[Excerpted records]

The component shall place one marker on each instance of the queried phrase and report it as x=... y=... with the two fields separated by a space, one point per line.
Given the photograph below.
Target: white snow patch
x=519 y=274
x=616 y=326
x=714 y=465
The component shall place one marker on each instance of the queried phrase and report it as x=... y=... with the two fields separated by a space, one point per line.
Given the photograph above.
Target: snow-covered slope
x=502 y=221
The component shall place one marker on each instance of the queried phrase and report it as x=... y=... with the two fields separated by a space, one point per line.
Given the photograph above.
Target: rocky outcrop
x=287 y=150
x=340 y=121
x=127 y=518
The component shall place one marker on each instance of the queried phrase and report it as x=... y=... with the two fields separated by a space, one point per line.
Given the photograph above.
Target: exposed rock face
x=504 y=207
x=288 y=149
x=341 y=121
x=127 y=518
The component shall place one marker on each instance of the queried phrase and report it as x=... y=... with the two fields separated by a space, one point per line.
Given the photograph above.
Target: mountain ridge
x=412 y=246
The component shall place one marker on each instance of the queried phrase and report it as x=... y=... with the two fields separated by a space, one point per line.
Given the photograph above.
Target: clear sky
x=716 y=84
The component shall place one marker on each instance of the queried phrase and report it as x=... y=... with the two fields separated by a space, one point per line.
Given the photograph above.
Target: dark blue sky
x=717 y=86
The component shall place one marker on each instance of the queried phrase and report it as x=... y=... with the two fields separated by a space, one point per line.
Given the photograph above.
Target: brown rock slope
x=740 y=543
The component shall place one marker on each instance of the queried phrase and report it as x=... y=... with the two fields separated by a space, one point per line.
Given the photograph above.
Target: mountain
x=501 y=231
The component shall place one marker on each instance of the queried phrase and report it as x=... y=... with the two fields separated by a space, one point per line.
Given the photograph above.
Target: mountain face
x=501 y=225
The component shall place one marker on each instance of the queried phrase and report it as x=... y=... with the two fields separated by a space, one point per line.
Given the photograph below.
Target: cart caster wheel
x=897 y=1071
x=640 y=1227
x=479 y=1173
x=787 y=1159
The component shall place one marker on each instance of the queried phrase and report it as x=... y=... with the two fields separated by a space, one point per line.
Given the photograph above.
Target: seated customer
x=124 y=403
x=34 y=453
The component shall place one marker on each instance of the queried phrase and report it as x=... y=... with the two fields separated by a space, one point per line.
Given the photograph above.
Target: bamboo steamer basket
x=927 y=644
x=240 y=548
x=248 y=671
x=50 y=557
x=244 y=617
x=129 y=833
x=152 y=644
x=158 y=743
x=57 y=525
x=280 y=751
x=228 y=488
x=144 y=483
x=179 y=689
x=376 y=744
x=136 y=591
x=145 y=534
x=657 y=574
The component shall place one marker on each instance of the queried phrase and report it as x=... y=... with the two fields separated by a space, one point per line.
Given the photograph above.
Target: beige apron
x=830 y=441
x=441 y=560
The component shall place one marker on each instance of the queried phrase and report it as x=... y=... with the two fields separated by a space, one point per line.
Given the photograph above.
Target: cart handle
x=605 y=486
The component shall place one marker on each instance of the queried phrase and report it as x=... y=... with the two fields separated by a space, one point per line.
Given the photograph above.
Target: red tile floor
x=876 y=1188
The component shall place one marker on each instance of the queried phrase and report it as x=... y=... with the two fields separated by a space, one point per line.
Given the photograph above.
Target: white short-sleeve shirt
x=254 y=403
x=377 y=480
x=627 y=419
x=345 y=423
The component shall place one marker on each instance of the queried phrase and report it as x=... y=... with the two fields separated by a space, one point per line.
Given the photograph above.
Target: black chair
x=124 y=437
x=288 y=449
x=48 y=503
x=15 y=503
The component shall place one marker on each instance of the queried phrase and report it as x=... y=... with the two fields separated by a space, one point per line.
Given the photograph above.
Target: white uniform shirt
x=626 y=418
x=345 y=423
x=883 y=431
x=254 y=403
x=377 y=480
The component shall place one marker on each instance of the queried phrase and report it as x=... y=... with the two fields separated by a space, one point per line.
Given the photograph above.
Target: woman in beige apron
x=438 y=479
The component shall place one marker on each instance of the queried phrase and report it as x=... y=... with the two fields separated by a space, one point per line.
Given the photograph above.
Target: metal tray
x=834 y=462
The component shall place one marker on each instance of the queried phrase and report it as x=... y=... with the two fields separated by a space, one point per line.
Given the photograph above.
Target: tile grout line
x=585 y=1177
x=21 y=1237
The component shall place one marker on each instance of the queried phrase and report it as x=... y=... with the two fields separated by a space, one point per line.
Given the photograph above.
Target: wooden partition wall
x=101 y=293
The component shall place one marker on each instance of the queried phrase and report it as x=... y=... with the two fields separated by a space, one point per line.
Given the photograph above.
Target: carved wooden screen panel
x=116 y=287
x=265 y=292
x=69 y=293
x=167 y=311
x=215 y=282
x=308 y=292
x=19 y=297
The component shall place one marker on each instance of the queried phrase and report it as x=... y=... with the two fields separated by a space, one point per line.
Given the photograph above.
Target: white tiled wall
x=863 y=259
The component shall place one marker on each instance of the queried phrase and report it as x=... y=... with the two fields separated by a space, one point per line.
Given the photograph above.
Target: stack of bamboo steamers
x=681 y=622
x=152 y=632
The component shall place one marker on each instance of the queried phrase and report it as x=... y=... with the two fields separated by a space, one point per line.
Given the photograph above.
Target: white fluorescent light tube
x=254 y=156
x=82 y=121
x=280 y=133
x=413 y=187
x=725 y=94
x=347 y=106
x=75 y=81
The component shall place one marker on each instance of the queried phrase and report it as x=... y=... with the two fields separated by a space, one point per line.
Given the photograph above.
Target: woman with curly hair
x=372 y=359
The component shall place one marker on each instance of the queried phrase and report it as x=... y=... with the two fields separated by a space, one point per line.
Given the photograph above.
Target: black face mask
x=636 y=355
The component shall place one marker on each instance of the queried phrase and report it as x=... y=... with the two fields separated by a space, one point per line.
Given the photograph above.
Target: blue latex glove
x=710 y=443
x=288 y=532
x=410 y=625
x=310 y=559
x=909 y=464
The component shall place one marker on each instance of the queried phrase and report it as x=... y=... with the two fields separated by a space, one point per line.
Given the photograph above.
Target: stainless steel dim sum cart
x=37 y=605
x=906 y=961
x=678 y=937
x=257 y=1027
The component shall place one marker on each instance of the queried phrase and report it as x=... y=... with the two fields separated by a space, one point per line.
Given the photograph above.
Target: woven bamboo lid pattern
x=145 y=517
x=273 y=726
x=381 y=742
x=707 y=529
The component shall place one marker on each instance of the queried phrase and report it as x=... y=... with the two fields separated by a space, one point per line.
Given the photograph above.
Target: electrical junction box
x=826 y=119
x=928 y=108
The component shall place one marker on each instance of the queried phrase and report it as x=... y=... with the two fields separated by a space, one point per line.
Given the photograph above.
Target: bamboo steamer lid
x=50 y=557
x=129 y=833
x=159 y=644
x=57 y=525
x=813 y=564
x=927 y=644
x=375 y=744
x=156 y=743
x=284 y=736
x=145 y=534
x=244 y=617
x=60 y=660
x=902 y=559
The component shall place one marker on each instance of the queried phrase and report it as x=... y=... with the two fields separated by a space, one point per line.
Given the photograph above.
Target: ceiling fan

[/Excerpted records]

[What is needed]: Copy every entry above word for word.

[Result of the task]:
The component shall place one marker on each instance of the queried phrase and report it as x=... y=... with the two fields separated by a space, one point per line.
Given the photograph below.
Target: white snow patch
x=519 y=274
x=616 y=326
x=714 y=465
The component shall place one marker on each instance of the queried phrase and report it as x=... y=... with the two fields separated by a space, one point per line.
Given the photograph above.
Target: snow-covered slope
x=502 y=221
The component shall place one marker on each instance of the queried phrase and report it as x=... y=... with the two fields separated by a space, one point per line.
Given the photograph above.
Target: rocky outcrop
x=287 y=150
x=340 y=121
x=127 y=518
The component shall place one marker on each instance of the queried phrase and report it as x=... y=... with the two fields separated by a space, one point per line.
Given the photograph above.
Target: exposed rock face
x=504 y=207
x=288 y=149
x=341 y=121
x=127 y=518
The component shall place one marker on each instance of the queried phrase and report it as x=... y=... with the two fields separated by a space, one point per line.
Given the photograph above.
Target: mountain ridge
x=412 y=246
The component shall place one marker on each instance of the queried phrase and report it as x=... y=... with the two fields separated by a space, one point per line.
Given the photograph above.
Target: clear sky
x=716 y=84
The component shall place one marker on each instance of the queried phrase and report it as x=... y=... with the two fields separated by a space, one point per line.
Given the photograph above.
Target: dark blue sky
x=717 y=86
The component shall place one marker on each instance of the queried phrase and report it as x=... y=... with the two fields separated by a space, one point per line.
Given the photograph above.
Target: brown rock slope
x=740 y=543
The component shall place one marker on each instance of the queried phrase and report it as x=... y=... with the two fields separated by a space, one point per line.
Given the photograph above.
Target: mountain
x=501 y=231
The component shall place one marker on each instance of the queried phrase and report it as x=... y=... with the two fields separated by a space, one point per line.
Given the photograph above.
Target: mountain face
x=501 y=225
The component shall place one marker on each instance of the queried phrase and report it as x=... y=... with the two fields separated by a space, one point per line.
Given the photograph below.
Target: cart caster wheel
x=897 y=1071
x=640 y=1227
x=479 y=1173
x=787 y=1159
The component shall place one marker on each instance of the queried phrase and report it as x=... y=... with the two fields separated by a space, one point per line.
Given the photograph above.
Target: seated customer
x=124 y=403
x=34 y=453
The component shall place one marker on each instance of the queried phrase and report it as x=... y=... with the two fields separated by a space, one point per line.
Given the photograph above.
Target: bamboo steamer basket
x=927 y=644
x=240 y=548
x=248 y=671
x=50 y=557
x=244 y=617
x=129 y=833
x=152 y=644
x=158 y=743
x=57 y=525
x=280 y=751
x=228 y=488
x=144 y=483
x=179 y=689
x=376 y=744
x=136 y=591
x=145 y=534
x=657 y=574
The component shall place one marker on each instance of the queried phrase and report it as x=... y=... with the two fields separated by a space, one point per line.
Given the photograph above.
Target: beige apron
x=830 y=441
x=441 y=560
The component shall place one marker on each instance of the queried phrase and report it as x=... y=... with the two fields separated by a space, one point per line.
Given the photograph above.
Target: cart handle
x=605 y=486
The component shall place one marker on each instance of the queried phrase and report it as x=... y=... with the two fields separated by a space, one point per line.
Given the photograph above.
Target: red tile floor
x=876 y=1188
The component shall place one marker on each instance of the queried phrase and report it as x=... y=... with the two fields separated by a space, one point per line.
Given the photograph above.
Target: white short-sleeve shirt
x=254 y=403
x=377 y=480
x=627 y=419
x=345 y=423
The component shall place one marker on each instance of the queried phrase and report it as x=... y=... with the two fields separated by a space, one point per line.
Given the photograph above.
Target: black chair
x=124 y=437
x=288 y=449
x=48 y=503
x=15 y=503
The component shall place one marker on each instance of the queried phrase and report it as x=... y=... with the two fields separated by a space, one point per line.
Given the photograph above.
Target: white uniform shirt
x=626 y=418
x=345 y=423
x=883 y=431
x=254 y=403
x=377 y=480
The component shall place one marker on each instance of the queried phrase and report it as x=... y=... with the two fields separated by a space, one point per line.
Given the photograph above.
Target: woman in beige apron
x=438 y=479
The component shall place one marker on each instance of the queried phrase and report it as x=... y=... with the two fields separated by a space, one point per line.
Given the photograph above.
Target: metal tray
x=834 y=462
The component shall place one marker on each instance of the queried phrase and report it as x=... y=... with the two fields separated by a space, one point per line.
Given the photograph above.
Target: tile grout line
x=585 y=1177
x=21 y=1237
The component shall place one marker on each instance of the queried phrase and report it as x=... y=... with the two fields separated by a space, one point per line.
Given the photograph above.
Target: wooden partition wall
x=101 y=293
The component shall place one marker on each instance of the queried phrase and report it as x=... y=... with the two fields separated by a space, one point per line.
Given the photograph above.
Target: carved wooden screen panel
x=116 y=287
x=265 y=292
x=69 y=293
x=167 y=311
x=215 y=282
x=308 y=292
x=19 y=297
The component shall place one marker on each instance of the queried phrase and report it as x=... y=... with the two fields separated by a space, one point per line.
Given the photograph above.
Target: white tiled wall
x=863 y=259
The component shall place one marker on each instance of the queried phrase and report it as x=... y=... with the two fields separated by a space, one point per line.
Given the photograph above.
Target: stack of bamboo steamers
x=681 y=622
x=152 y=632
The component shall place one marker on each instance of the queried phrase and report it as x=... y=... with the two fields separated by a space, one point per line.
Given the photograph above.
Target: white fluorescent light tube
x=254 y=156
x=82 y=121
x=280 y=133
x=413 y=187
x=725 y=94
x=347 y=106
x=75 y=81
The component shall place one marker on each instance of the queried phrase and report it as x=... y=... with the two fields separated by a space, one point per line.
Given the photograph above.
Target: woman with curly hair
x=372 y=359
The component shall place one marker on each instance of the queried phrase and report it as x=... y=... with the two fields separated by a space, one point per line.
Given the photograph above.
Target: black face mask
x=636 y=355
The component shall place one marker on each instance of the queried phrase and report it as x=... y=... with the two fields separated by a space, one point per line.
Given the photograph above.
Target: blue latex glove
x=710 y=443
x=288 y=532
x=410 y=625
x=310 y=559
x=909 y=464
The component shall place one marker on each instance of the queried phrase and report it as x=... y=... with the two fields separated by a space, one point per line.
Given the photograph above.
Target: stainless steel dim sum cart
x=37 y=605
x=906 y=961
x=678 y=937
x=257 y=1027
The component shall place one marker on each instance of the queried phrase and report it as x=... y=... with the two fields separated by a space, one point per line.
Given the photograph above.
Target: woven bamboo lid pattern
x=145 y=517
x=273 y=726
x=381 y=742
x=707 y=529
The component shall place one marker on each instance of the queried phrase and report it as x=... y=... with the two fields separated by a space, one point per line.
Given the photograph above.
Target: electrical junction box
x=826 y=119
x=928 y=108
The component shall place one marker on each instance of the queried phrase and report it as x=... y=... with the two fields separated by a space, one point per line.
Given the photograph above.
Target: bamboo steamer lid
x=50 y=557
x=129 y=833
x=159 y=644
x=57 y=525
x=813 y=564
x=927 y=644
x=375 y=744
x=156 y=743
x=284 y=736
x=145 y=534
x=244 y=617
x=60 y=660
x=902 y=559
The component shall place one marker on each instance of the queried phrase and report it as x=... y=... with the two fields separated by a space, one point per line.
Given the photograph above.
Target: ceiling fan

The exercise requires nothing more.